Keep every word the same. Repeat the records without their images.

### RECORDS TO PROCESS

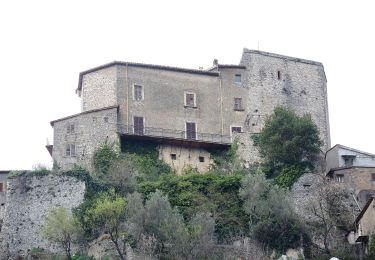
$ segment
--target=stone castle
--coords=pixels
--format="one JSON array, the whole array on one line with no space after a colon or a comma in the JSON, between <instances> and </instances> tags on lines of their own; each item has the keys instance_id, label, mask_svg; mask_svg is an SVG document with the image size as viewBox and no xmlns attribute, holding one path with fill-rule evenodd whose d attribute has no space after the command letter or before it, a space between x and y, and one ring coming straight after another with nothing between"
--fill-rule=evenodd
<instances>
[{"instance_id":1,"label":"stone castle","mask_svg":"<svg viewBox=\"0 0 375 260\"><path fill-rule=\"evenodd\" d=\"M51 122L47 147L62 169L91 168L100 144L154 142L177 173L209 169L210 149L239 139L244 165L259 160L251 134L277 105L310 113L330 147L327 80L319 62L244 49L239 65L206 70L112 62L79 75L82 112Z\"/></svg>"}]
</instances>

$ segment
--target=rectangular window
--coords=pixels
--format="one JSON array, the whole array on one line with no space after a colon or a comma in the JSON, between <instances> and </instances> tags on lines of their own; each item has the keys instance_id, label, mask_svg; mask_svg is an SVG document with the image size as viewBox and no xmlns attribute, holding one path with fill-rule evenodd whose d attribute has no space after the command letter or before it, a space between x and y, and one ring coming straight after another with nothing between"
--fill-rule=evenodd
<instances>
[{"instance_id":1,"label":"rectangular window","mask_svg":"<svg viewBox=\"0 0 375 260\"><path fill-rule=\"evenodd\" d=\"M4 192L4 184L0 182L0 192Z\"/></svg>"},{"instance_id":2,"label":"rectangular window","mask_svg":"<svg viewBox=\"0 0 375 260\"><path fill-rule=\"evenodd\" d=\"M65 156L75 157L76 156L76 146L74 144L67 144L65 147Z\"/></svg>"},{"instance_id":3,"label":"rectangular window","mask_svg":"<svg viewBox=\"0 0 375 260\"><path fill-rule=\"evenodd\" d=\"M232 126L231 128L231 133L234 134L234 133L241 133L242 132L242 127L240 126Z\"/></svg>"},{"instance_id":4,"label":"rectangular window","mask_svg":"<svg viewBox=\"0 0 375 260\"><path fill-rule=\"evenodd\" d=\"M234 82L241 83L241 74L234 75Z\"/></svg>"},{"instance_id":5,"label":"rectangular window","mask_svg":"<svg viewBox=\"0 0 375 260\"><path fill-rule=\"evenodd\" d=\"M186 139L197 139L197 129L195 123L186 122Z\"/></svg>"},{"instance_id":6,"label":"rectangular window","mask_svg":"<svg viewBox=\"0 0 375 260\"><path fill-rule=\"evenodd\" d=\"M278 79L278 80L281 79L281 71L280 71L280 70L277 71L277 79Z\"/></svg>"},{"instance_id":7,"label":"rectangular window","mask_svg":"<svg viewBox=\"0 0 375 260\"><path fill-rule=\"evenodd\" d=\"M143 99L142 86L134 85L134 100L141 101Z\"/></svg>"},{"instance_id":8,"label":"rectangular window","mask_svg":"<svg viewBox=\"0 0 375 260\"><path fill-rule=\"evenodd\" d=\"M185 106L186 107L196 107L195 93L185 92Z\"/></svg>"},{"instance_id":9,"label":"rectangular window","mask_svg":"<svg viewBox=\"0 0 375 260\"><path fill-rule=\"evenodd\" d=\"M134 134L136 135L144 134L143 117L139 117L139 116L134 117Z\"/></svg>"},{"instance_id":10,"label":"rectangular window","mask_svg":"<svg viewBox=\"0 0 375 260\"><path fill-rule=\"evenodd\" d=\"M344 182L344 174L336 174L336 181L343 183Z\"/></svg>"},{"instance_id":11,"label":"rectangular window","mask_svg":"<svg viewBox=\"0 0 375 260\"><path fill-rule=\"evenodd\" d=\"M199 162L204 162L204 157L203 156L199 156Z\"/></svg>"},{"instance_id":12,"label":"rectangular window","mask_svg":"<svg viewBox=\"0 0 375 260\"><path fill-rule=\"evenodd\" d=\"M74 134L74 124L69 124L66 128L68 134Z\"/></svg>"},{"instance_id":13,"label":"rectangular window","mask_svg":"<svg viewBox=\"0 0 375 260\"><path fill-rule=\"evenodd\" d=\"M371 180L375 183L375 173L371 173Z\"/></svg>"},{"instance_id":14,"label":"rectangular window","mask_svg":"<svg viewBox=\"0 0 375 260\"><path fill-rule=\"evenodd\" d=\"M342 155L342 158L344 159L345 167L353 166L355 155Z\"/></svg>"},{"instance_id":15,"label":"rectangular window","mask_svg":"<svg viewBox=\"0 0 375 260\"><path fill-rule=\"evenodd\" d=\"M171 153L171 159L172 159L173 161L177 159L177 156L176 156L175 153Z\"/></svg>"},{"instance_id":16,"label":"rectangular window","mask_svg":"<svg viewBox=\"0 0 375 260\"><path fill-rule=\"evenodd\" d=\"M234 110L243 110L242 108L242 98L234 98Z\"/></svg>"}]
</instances>

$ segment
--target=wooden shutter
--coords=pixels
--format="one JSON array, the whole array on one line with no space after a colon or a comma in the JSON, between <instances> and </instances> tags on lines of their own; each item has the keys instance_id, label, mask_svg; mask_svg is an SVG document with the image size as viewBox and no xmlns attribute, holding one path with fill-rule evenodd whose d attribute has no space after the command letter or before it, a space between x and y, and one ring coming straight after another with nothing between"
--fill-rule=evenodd
<instances>
[{"instance_id":1,"label":"wooden shutter","mask_svg":"<svg viewBox=\"0 0 375 260\"><path fill-rule=\"evenodd\" d=\"M185 102L186 102L186 106L188 107L194 107L194 93L186 93L185 94Z\"/></svg>"},{"instance_id":2,"label":"wooden shutter","mask_svg":"<svg viewBox=\"0 0 375 260\"><path fill-rule=\"evenodd\" d=\"M186 123L186 139L189 139L189 140L197 139L197 133L195 131L195 123Z\"/></svg>"},{"instance_id":3,"label":"wooden shutter","mask_svg":"<svg viewBox=\"0 0 375 260\"><path fill-rule=\"evenodd\" d=\"M137 101L142 100L142 86L134 85L134 99Z\"/></svg>"},{"instance_id":4,"label":"wooden shutter","mask_svg":"<svg viewBox=\"0 0 375 260\"><path fill-rule=\"evenodd\" d=\"M143 126L143 117L135 116L134 117L134 134L143 135L144 126Z\"/></svg>"},{"instance_id":5,"label":"wooden shutter","mask_svg":"<svg viewBox=\"0 0 375 260\"><path fill-rule=\"evenodd\" d=\"M234 98L234 109L235 110L242 109L242 98Z\"/></svg>"}]
</instances>

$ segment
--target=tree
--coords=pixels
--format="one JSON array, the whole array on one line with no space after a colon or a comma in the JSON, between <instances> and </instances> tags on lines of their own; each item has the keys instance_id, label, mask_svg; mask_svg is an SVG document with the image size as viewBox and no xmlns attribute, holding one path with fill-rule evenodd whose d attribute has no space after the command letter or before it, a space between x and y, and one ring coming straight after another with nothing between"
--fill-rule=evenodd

######

• RESPONSE FOR THIS EXERCISE:
$ segment
--target=stone castle
--coords=pixels
--format="one JSON array, the whole array on one line with no space after a colon or a comma in the JSON, between <instances> and </instances> tags on lines of their own; each item has the keys instance_id, label, mask_svg; mask_svg is an SVG document with the image size as viewBox and no xmlns attribute, holding one path with fill-rule evenodd whose d attribute has no space after the command letter or before it, a space between x and y, and one ring coming straight after another with nothing between"
--fill-rule=evenodd
<instances>
[{"instance_id":1,"label":"stone castle","mask_svg":"<svg viewBox=\"0 0 375 260\"><path fill-rule=\"evenodd\" d=\"M51 122L47 147L62 169L91 168L100 144L154 142L177 173L209 169L210 149L239 139L244 165L259 160L251 134L277 105L310 113L330 147L327 80L319 62L244 49L239 65L206 70L112 62L79 75L82 112Z\"/></svg>"}]
</instances>

$ segment
--target=rectangular window
--coords=pixels
--format="one JSON array, the whole array on one line with no space after a colon or a comma in the JSON, between <instances> and </instances> tags on lines of their own; each item has the keys instance_id, label, mask_svg; mask_svg is an SVG document with the image size as viewBox and no xmlns attribute, holding one path with fill-rule evenodd whose d attribute has no space after the command letter or before it, a space between x and y, and one ring coming straight after another with nothing between"
--fill-rule=evenodd
<instances>
[{"instance_id":1,"label":"rectangular window","mask_svg":"<svg viewBox=\"0 0 375 260\"><path fill-rule=\"evenodd\" d=\"M4 192L4 184L0 182L0 192Z\"/></svg>"},{"instance_id":2,"label":"rectangular window","mask_svg":"<svg viewBox=\"0 0 375 260\"><path fill-rule=\"evenodd\" d=\"M65 156L75 157L76 156L76 146L74 144L67 144L65 147Z\"/></svg>"},{"instance_id":3,"label":"rectangular window","mask_svg":"<svg viewBox=\"0 0 375 260\"><path fill-rule=\"evenodd\" d=\"M232 126L231 128L231 133L234 134L234 133L241 133L242 132L242 127L240 126Z\"/></svg>"},{"instance_id":4,"label":"rectangular window","mask_svg":"<svg viewBox=\"0 0 375 260\"><path fill-rule=\"evenodd\" d=\"M234 82L241 83L241 74L234 75Z\"/></svg>"},{"instance_id":5,"label":"rectangular window","mask_svg":"<svg viewBox=\"0 0 375 260\"><path fill-rule=\"evenodd\" d=\"M186 139L197 139L197 129L195 123L186 122Z\"/></svg>"},{"instance_id":6,"label":"rectangular window","mask_svg":"<svg viewBox=\"0 0 375 260\"><path fill-rule=\"evenodd\" d=\"M278 79L278 80L281 79L281 71L280 71L280 70L277 71L277 79Z\"/></svg>"},{"instance_id":7,"label":"rectangular window","mask_svg":"<svg viewBox=\"0 0 375 260\"><path fill-rule=\"evenodd\" d=\"M143 99L142 86L134 85L134 100L141 101Z\"/></svg>"},{"instance_id":8,"label":"rectangular window","mask_svg":"<svg viewBox=\"0 0 375 260\"><path fill-rule=\"evenodd\" d=\"M185 106L186 107L196 107L195 93L185 92Z\"/></svg>"},{"instance_id":9,"label":"rectangular window","mask_svg":"<svg viewBox=\"0 0 375 260\"><path fill-rule=\"evenodd\" d=\"M134 134L136 135L144 134L143 117L139 117L139 116L134 117Z\"/></svg>"},{"instance_id":10,"label":"rectangular window","mask_svg":"<svg viewBox=\"0 0 375 260\"><path fill-rule=\"evenodd\" d=\"M344 182L344 174L336 174L336 181L343 183Z\"/></svg>"},{"instance_id":11,"label":"rectangular window","mask_svg":"<svg viewBox=\"0 0 375 260\"><path fill-rule=\"evenodd\" d=\"M199 162L204 162L204 157L203 156L199 156Z\"/></svg>"},{"instance_id":12,"label":"rectangular window","mask_svg":"<svg viewBox=\"0 0 375 260\"><path fill-rule=\"evenodd\" d=\"M74 134L74 124L69 124L66 128L68 134Z\"/></svg>"},{"instance_id":13,"label":"rectangular window","mask_svg":"<svg viewBox=\"0 0 375 260\"><path fill-rule=\"evenodd\" d=\"M371 180L375 183L375 173L371 173Z\"/></svg>"},{"instance_id":14,"label":"rectangular window","mask_svg":"<svg viewBox=\"0 0 375 260\"><path fill-rule=\"evenodd\" d=\"M342 155L342 158L344 159L345 167L353 166L355 155Z\"/></svg>"},{"instance_id":15,"label":"rectangular window","mask_svg":"<svg viewBox=\"0 0 375 260\"><path fill-rule=\"evenodd\" d=\"M171 153L171 159L172 159L173 161L177 159L177 156L176 156L175 153Z\"/></svg>"},{"instance_id":16,"label":"rectangular window","mask_svg":"<svg viewBox=\"0 0 375 260\"><path fill-rule=\"evenodd\" d=\"M234 110L243 110L242 108L242 98L234 98Z\"/></svg>"}]
</instances>

$ segment
--target=wooden shutter
--coords=pixels
--format="one JSON array, the whole array on one line with no space after a colon or a comma in the JSON, between <instances> and </instances> tags on lines of their own; each item has the keys instance_id, label, mask_svg; mask_svg is an SVG document with the image size as viewBox and no xmlns attribute, holding one path with fill-rule evenodd whose d attribute has no space after the command letter or before it, a space between x and y, and one ring coming straight after another with nothing between"
--fill-rule=evenodd
<instances>
[{"instance_id":1,"label":"wooden shutter","mask_svg":"<svg viewBox=\"0 0 375 260\"><path fill-rule=\"evenodd\" d=\"M185 102L186 102L186 106L188 107L194 107L194 93L186 93L185 94Z\"/></svg>"},{"instance_id":2,"label":"wooden shutter","mask_svg":"<svg viewBox=\"0 0 375 260\"><path fill-rule=\"evenodd\" d=\"M186 123L186 139L189 139L189 140L197 139L197 133L195 131L195 123Z\"/></svg>"},{"instance_id":3,"label":"wooden shutter","mask_svg":"<svg viewBox=\"0 0 375 260\"><path fill-rule=\"evenodd\" d=\"M137 101L142 100L142 86L134 85L134 99Z\"/></svg>"},{"instance_id":4,"label":"wooden shutter","mask_svg":"<svg viewBox=\"0 0 375 260\"><path fill-rule=\"evenodd\" d=\"M143 126L143 117L135 116L134 117L134 134L143 135L144 126Z\"/></svg>"},{"instance_id":5,"label":"wooden shutter","mask_svg":"<svg viewBox=\"0 0 375 260\"><path fill-rule=\"evenodd\" d=\"M234 98L234 109L235 110L242 109L242 98Z\"/></svg>"}]
</instances>

$ segment
--target=tree
--coords=pixels
--format="one JSON array, the whole array on one line with no space after a colon or a comma in the JSON, between <instances> and </instances> tags on lines of their own; each item has the keys instance_id, label, mask_svg; mask_svg is an SVG document with the image size as viewBox and no xmlns attribute, holding one path with fill-rule evenodd whose d attribute has no space after the command letter or before it, a space between x and y, and one ring coming straight after another with nothing between"
--fill-rule=evenodd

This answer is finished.